## RECORDS PROVIDED
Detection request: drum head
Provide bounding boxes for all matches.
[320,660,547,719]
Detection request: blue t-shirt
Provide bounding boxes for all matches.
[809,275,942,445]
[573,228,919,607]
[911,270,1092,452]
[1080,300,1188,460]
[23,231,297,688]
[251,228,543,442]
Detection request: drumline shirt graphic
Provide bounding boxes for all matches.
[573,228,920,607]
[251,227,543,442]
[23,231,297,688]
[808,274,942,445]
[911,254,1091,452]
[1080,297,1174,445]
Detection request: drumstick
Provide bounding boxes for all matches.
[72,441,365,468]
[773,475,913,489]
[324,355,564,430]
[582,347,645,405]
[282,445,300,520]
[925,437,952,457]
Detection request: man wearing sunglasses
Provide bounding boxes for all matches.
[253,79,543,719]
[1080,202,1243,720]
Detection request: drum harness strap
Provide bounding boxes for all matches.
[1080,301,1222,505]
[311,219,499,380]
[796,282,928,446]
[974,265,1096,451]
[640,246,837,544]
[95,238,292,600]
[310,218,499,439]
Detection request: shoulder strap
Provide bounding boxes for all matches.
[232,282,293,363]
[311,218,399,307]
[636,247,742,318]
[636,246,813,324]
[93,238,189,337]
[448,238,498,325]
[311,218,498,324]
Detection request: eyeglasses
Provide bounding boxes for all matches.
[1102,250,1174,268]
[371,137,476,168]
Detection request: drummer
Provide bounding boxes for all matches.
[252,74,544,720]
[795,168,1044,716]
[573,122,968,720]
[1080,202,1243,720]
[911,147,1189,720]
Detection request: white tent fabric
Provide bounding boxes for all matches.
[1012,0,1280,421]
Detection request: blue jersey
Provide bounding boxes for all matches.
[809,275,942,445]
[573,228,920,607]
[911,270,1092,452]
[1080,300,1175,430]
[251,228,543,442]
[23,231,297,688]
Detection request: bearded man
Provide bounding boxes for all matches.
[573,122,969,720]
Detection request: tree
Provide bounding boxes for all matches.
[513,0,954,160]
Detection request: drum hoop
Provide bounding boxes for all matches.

## WHAT TO PRODUCE
Switch every "bounding boxes" in the material above to "box coordinates" and give the lines again with nothing else changed.

## CORRECT RESULT
Detection request: drum head
Provide box coordinates for all matches.
[320,660,547,719]
Detection request: blue t-shirt
Provide box coordinates for all matches.
[809,275,942,445]
[573,228,919,607]
[911,270,1092,452]
[1080,300,1188,460]
[23,231,297,688]
[251,228,543,442]
Detection request: drumline shirt graphic
Provide box coordinates for all matches.
[573,228,920,607]
[251,227,543,442]
[23,231,297,688]
[808,274,942,445]
[911,254,1091,452]
[1080,297,1174,445]
Detection request: drumstick
Provide box coordinates for all matches.
[72,441,365,468]
[773,475,913,489]
[324,355,564,430]
[582,347,645,405]
[282,445,300,520]
[925,437,952,457]
Detection request: man wearing sunglasses
Provide box coordinates for all matches.
[253,79,543,719]
[1080,202,1243,720]
Detection request: drum harness strap
Provide box coordinates for all matches.
[1080,301,1222,505]
[311,219,499,380]
[796,282,928,446]
[974,265,1096,451]
[640,246,837,544]
[95,238,292,600]
[310,218,499,439]
Detection request: shoulder strap
Provide box coordinates for all matches.
[232,282,293,363]
[311,218,399,307]
[636,247,742,318]
[636,246,813,324]
[93,238,189,337]
[448,238,498,325]
[311,218,498,324]
Detection request: eyeglasses
Provide box coordinates for all matches.
[1102,250,1174,268]
[371,137,476,168]
Detection request: drummer
Provide box coordinates for all matches.
[252,74,544,720]
[795,168,1044,716]
[573,122,968,720]
[1080,202,1243,720]
[911,147,1189,720]
Detection request: white tent fabric
Provide box coordinates for all matches.
[1012,0,1280,421]
Detection request: blue jersey
Provide box coordinates for all matches.
[809,275,942,445]
[573,228,920,607]
[911,270,1092,452]
[1080,300,1175,430]
[251,228,543,442]
[23,231,297,688]
Detection request: bearded man
Provide box coordinates for all matches.
[573,122,969,720]
Detection request: tree
Provide box coordinates for all matches.
[513,0,954,160]
Detection request: drum hoop
Provide box coordinates for all matches.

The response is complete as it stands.